++++ EXCERPT
# Annoying Screeching noise



## kishan (Dec 26, 2007)

if anyone could help, i have a 96 altima gxe automatic and when i turn the steering wheel all the way it makes this annoying screeching noise, i checked the power steering fluid but it seems to be ok and also when i accelerate all of a sudden i hear it to and it goes away right away, anyone have this problem?? please help!!!


----------



## rrichard7 (Sep 14, 2006)

Have you checked the belt to the power steering pump? My '94 was not tight enough and it would screech when the wheels were turned. Very loud when the wheels were all the way left or right.


----------



## philly144 (Dec 24, 2007)

hi 

i agree with rrichard7 if its ok change the belt my primera does the same and is really annoying i must get time to do it, also the steering will be lumpy ( be come very hard to turn for short spurts that s a sure sign that the belt is slack.


----------



## kishan (Dec 26, 2007)

*ok*

ok well ill try to change the belt, i hope it solves it but i gotta wait till it stops raining cuz i don have a garrage, and my WEAPON R intake is gonna be here 2morrow too i am excited to install that. but i hope it stops raining. also, does ur altima run smooth? i mean i hear alot of clicking and stuff goin on in there when i start the car but it then goes down as the car heats up but it didnt used to do that before


----------



## philly144 (Dec 24, 2007)

hi

yep mine does exactly the same worse in the dry conditions but mine goes on for ever and like you i have no garage.
++++++++
++++ EXTRACTED ENTRIES
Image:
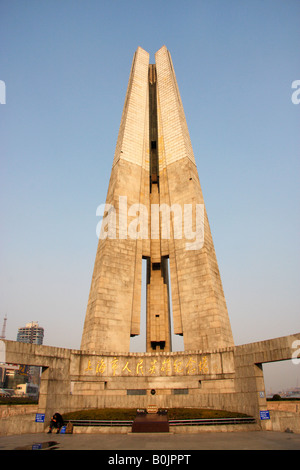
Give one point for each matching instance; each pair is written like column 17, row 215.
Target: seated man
column 56, row 422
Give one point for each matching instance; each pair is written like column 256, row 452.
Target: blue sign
column 40, row 418
column 264, row 414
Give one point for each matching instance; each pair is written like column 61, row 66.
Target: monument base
column 151, row 423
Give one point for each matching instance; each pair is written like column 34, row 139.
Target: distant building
column 34, row 334
column 31, row 333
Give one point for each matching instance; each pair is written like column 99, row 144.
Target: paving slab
column 154, row 442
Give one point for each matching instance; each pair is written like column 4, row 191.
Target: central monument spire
column 153, row 210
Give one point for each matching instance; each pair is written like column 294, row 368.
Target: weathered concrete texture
column 153, row 165
column 228, row 378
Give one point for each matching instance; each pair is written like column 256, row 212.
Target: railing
column 99, row 422
column 172, row 422
column 211, row 421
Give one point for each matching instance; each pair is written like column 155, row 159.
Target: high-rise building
column 153, row 211
column 31, row 333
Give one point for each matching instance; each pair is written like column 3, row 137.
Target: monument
column 154, row 211
column 154, row 173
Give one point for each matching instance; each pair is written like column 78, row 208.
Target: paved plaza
column 157, row 442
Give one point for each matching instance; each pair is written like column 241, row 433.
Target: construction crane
column 3, row 328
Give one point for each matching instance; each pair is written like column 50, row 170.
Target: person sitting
column 56, row 422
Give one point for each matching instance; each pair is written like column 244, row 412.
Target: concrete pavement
column 255, row 440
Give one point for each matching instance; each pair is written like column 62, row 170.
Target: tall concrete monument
column 154, row 211
column 154, row 175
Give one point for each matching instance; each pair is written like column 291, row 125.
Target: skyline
column 66, row 68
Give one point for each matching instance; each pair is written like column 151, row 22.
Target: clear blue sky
column 66, row 65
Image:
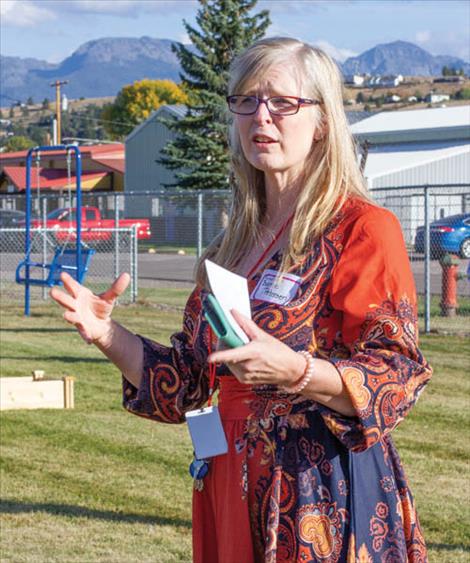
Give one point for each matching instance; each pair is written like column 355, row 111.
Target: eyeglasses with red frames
column 277, row 105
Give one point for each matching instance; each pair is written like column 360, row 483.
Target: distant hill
column 401, row 57
column 98, row 68
column 103, row 66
++++++++
* **WHAT YOU WILL DO**
1. Name every distinct username that posts in the screeching-noise thread.
2. Pick up the screeching-noise thread with a new post that follows its last one.
The data has nothing to do with the screeching-noise thread.

* **EXPECTED OUTPUTS**
1. kishan, rrichard7, philly144

2.
----------



## kishan (Dec 26, 2007)

philly144 said:


> hi
> 
> yep mine does exactly the same worse in the dry conditions but mine goes on for ever and like you i have no garage.



so what did you do? did u replace the belt??? or what are u planning to do?


----------



## philly144 (Dec 24, 2007)

hi mate

i have a primera p11-144 year 2000 not sure if they are similar.

when its not to bad i use a bit of every day oil like use for your home door hinges, or wd-40 or similar it works for a bit then soon wears off boo hoo!

i have some belt to replace them with so that is a my next job, its a bit tight to get to the PAS pump belt, i went to a motor factors here in england called halfords and got them at trade price, so suggest you try your local motor factors, unless your loaded with cash and get it from nissan.

hope that helps you out.

philly144


----------



## kishan (Dec 26, 2007)

philly144 said:


> hi mate
> 
> i have a primera p11-144 year 2000 not sure if they are similar.
> 
> ...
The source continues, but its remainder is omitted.